═════ Input for this task

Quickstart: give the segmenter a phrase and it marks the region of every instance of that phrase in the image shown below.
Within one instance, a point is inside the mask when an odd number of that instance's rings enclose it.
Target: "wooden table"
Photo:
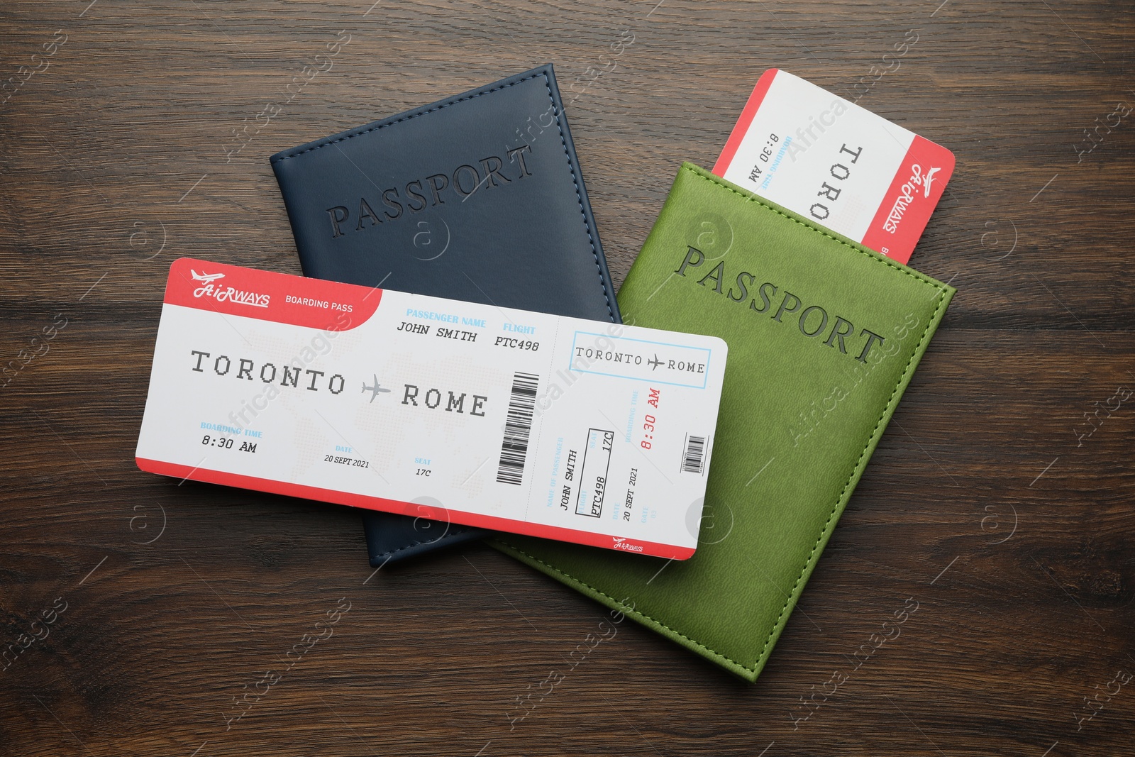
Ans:
[[[0,751],[1135,754],[1132,8],[939,1],[6,2]],[[955,151],[958,296],[755,685],[625,623],[511,727],[598,605],[133,451],[170,261],[300,272],[269,154],[546,61],[616,283],[776,66]]]

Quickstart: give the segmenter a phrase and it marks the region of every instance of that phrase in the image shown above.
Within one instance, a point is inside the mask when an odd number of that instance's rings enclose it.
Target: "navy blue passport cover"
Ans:
[[[305,276],[620,322],[552,66],[271,157]],[[371,565],[484,536],[365,511]]]

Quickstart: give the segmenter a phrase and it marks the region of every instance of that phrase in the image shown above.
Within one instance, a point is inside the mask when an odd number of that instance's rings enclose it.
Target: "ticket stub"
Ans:
[[[144,471],[684,560],[722,339],[174,262]]]
[[[906,263],[953,163],[945,148],[770,68],[713,173]]]

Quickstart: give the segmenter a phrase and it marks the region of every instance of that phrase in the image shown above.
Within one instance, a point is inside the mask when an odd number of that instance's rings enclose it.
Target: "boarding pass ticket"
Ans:
[[[716,337],[182,258],[138,468],[684,560]]]

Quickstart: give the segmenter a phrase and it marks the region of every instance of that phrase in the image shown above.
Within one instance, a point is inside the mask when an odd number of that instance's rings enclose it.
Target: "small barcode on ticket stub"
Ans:
[[[684,560],[716,337],[170,268],[142,470]]]

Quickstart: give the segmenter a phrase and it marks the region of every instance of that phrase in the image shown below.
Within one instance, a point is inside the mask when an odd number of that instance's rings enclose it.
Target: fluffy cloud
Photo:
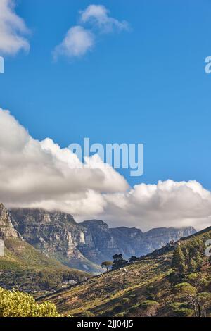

══════════

● Your task
Could you convert the records, from the start through the line that contains "[[[906,263],[953,163],[945,148],[770,68],[713,173]]]", into a two-column CSV with columns named text and answer and one row per record? Put each field in quotes, change line breaks to spaces, and leave out the pictures.

● Response
text,answer
"Quickstart: give the segmenter a phrase and it marks the region of every instance of that phrase in the image shown below. Within one instance, a point is inside the mask when an odd number of that instance's rings enclose it. Target: ""wooden table"" Photo: Ans:","[[[0,751],[1135,754],[1132,8],[939,1],[6,2]],[[955,151],[958,296],[755,685],[625,623],[511,727],[598,605],[133,451],[170,261],[300,272],[269,154],[546,61],[616,283],[776,66]]]"
"Quickstart: give the segmenter a phrase and it marks the region of every instance of that phrase in the image shown above. Within one instance, a point is inside the mask when an odd number of that instance's rings enclose it. Target: ""navy blue passport cover"" Ans:","[[[305,276],[620,322],[552,66],[271,157]],[[371,565],[484,536],[365,511]]]"
"Quickstart: give the segmenter a phrase and it marks the region of every instance of that phrase in the image shown above. Within one instance, a point is inside the mask when an odd number of that instance's rings enclose it. Target: ""ticket stub"" Ans:","[[[144,471],[684,560],[722,339],[174,262]]] [[[906,263],[953,163],[945,148],[770,68],[713,173]]]"